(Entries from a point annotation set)
■ ■ ■

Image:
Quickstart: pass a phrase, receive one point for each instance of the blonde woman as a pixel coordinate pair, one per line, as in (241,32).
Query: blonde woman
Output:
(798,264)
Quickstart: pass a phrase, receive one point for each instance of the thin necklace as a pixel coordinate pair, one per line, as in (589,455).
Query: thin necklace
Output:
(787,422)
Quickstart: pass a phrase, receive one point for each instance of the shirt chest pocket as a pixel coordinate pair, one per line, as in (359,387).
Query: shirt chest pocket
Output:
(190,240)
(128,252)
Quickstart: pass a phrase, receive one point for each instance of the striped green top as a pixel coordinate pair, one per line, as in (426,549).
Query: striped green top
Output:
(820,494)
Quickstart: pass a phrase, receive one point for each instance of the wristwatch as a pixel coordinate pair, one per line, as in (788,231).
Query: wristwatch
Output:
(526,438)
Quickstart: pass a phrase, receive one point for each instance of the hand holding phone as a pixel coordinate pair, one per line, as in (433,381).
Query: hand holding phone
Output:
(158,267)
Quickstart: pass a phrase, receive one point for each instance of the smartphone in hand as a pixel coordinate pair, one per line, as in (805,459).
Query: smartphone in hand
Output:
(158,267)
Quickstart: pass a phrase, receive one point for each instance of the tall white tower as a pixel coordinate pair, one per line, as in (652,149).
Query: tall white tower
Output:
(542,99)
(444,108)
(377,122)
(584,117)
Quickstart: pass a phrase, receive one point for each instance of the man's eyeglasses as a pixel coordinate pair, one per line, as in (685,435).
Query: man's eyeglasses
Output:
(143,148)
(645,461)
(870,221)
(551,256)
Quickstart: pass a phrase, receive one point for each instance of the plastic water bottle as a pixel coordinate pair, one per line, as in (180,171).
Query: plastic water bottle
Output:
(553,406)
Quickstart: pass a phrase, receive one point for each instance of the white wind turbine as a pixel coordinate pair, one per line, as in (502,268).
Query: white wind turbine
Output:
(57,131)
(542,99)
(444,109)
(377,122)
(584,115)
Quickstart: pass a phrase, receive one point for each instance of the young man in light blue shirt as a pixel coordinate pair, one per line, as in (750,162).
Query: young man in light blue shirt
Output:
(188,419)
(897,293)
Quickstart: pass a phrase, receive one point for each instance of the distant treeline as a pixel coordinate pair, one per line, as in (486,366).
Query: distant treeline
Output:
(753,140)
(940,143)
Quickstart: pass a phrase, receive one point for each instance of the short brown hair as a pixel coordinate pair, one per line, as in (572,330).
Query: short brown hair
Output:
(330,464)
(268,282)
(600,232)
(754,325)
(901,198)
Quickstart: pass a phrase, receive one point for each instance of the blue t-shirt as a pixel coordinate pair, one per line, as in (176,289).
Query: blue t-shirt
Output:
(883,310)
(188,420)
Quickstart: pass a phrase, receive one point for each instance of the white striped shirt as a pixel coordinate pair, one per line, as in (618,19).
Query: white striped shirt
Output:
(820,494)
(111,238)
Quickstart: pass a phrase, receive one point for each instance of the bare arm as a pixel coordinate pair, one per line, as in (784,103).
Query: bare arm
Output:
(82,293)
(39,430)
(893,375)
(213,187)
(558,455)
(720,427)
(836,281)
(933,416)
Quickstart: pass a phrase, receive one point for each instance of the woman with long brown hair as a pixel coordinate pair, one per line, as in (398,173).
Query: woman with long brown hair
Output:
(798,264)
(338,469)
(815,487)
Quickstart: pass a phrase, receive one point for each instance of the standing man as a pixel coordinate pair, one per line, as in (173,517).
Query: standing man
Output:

■ ■ ■

EXERCISE DESCRIPTION>
Copy out every line of these items word for word.

SOLVED EXERCISE>
Image:
Quickstart: pass a phrase, receive one point for each instance of the blonde woman as a pixel coordinate pair, one per line, as in (241,32).
Query: blonde woman
Output:
(798,264)
Quickstart: pass a phrase, receive one point for each instance of the thin necklace as a pixel coordinate pair, one per line, as in (589,455).
Query: thin necklace
Output:
(787,422)
Quickstart: pass a phrase, receive one point for each instance of the shirt chest pocket as a pixel coordinate pair, one per line, as in (359,387).
Query: shirt chest pocket
Output:
(190,240)
(128,252)
Quickstart: pass a phrase, receive one point for each instance of the striped green top as a pixel coordinate pair, one per line, as in (426,549).
Query: striped green top
Output:
(820,494)
Quickstart: pass a phrase, receive one point for each instance of the wristwatch as a pixel coordinate pair, one per line, as in (788,231).
Query: wristwatch
Output:
(526,438)
Quickstart: pass a phrase, receive one point for each instance of the hand holding phone as a pixel coordinate pair, one per line, as in (433,381).
Query: hand holding phone
Output:
(158,267)
Quickstart: pass a phrase, receive one point for each instance of the smartphone in hand as a pixel coordinate pair, one per line, as in (805,459).
Query: smartphone in hand
Output:
(158,267)
Quickstart: pass a phrase, receive one point for each instance of the tall white tower as a pixel coordinate pair, one per line, as in (652,149).
Query: tall white tower
Output:
(542,99)
(444,108)
(377,122)
(584,117)
Quickstart: pass a phrase, receive one point for each instance of the man's eyeglasses as a pixel coordinate pair, one per line, as in (685,435).
Query: man's eyeglasses
Output:
(143,148)
(645,461)
(870,221)
(551,256)
Quickstart: pass a phrase, receive one point for each instance of the plastic water bottle as a pixel coordinate pair, one per line, as in (180,171).
Query: plastic water bottle
Output:
(553,406)
Quickstart: pass a phrase, receive one point for each instance of the white wind turbine as a pixel coordinate pair, one per line, as in (502,268).
Query: white wind turbine
Output:
(57,131)
(542,99)
(444,109)
(377,122)
(584,115)
Quickstart: pass a phrase, receive one point for each instance of the young man in light blue shirt as a pixel coordinate pair, one per line, as in (750,162).
Query: young man in light blue shirt
Output:
(188,419)
(897,293)
Quickstart: pass a phrase, receive one point for each instance of the distant treeline as a pixel coordinate pair, one per line, as in (486,366).
Query: distant treeline
Output:
(753,140)
(940,143)
Quickstart: pass a phrase, receive one point for each instance of the short brown hair as a pixel coordinate pair, one per line, as in (572,330).
Query: short brown hair
Output:
(330,464)
(268,282)
(600,232)
(754,325)
(901,198)
Quickstart: pass a phrase, receive one point for each instance of the blue t-shirt as a pixel coordinate pair, one per line, as in (176,289).
Query: blue t-shirt
Output:
(883,310)
(188,420)
Quickstart: pass a phrase, receive one point for each instance of the white striped shirt as a pixel coordinate pair, one per line, as in (618,19).
Query: white striped shirt
Output:
(820,494)
(111,238)
Quickstart: pass a phrase, receive one point for each instance of the bare arm as a pixel coordinate pair, one per line, as in (784,103).
Query: bare arm
Output:
(82,293)
(39,430)
(893,375)
(213,187)
(558,455)
(720,427)
(836,281)
(933,416)
Quickstart: pass a phrase, receive one point for each instance of the woman with long brown hair as a pixel coordinate pair, one per line, as in (398,173).
Query: woman with long brown hair
Output:
(798,264)
(338,469)
(815,487)
Quickstart: pass a phrase, receive one point for each instance of the standing man as a pixel coordinate pair, one per line, as in (173,517).
Query: standing man
Output:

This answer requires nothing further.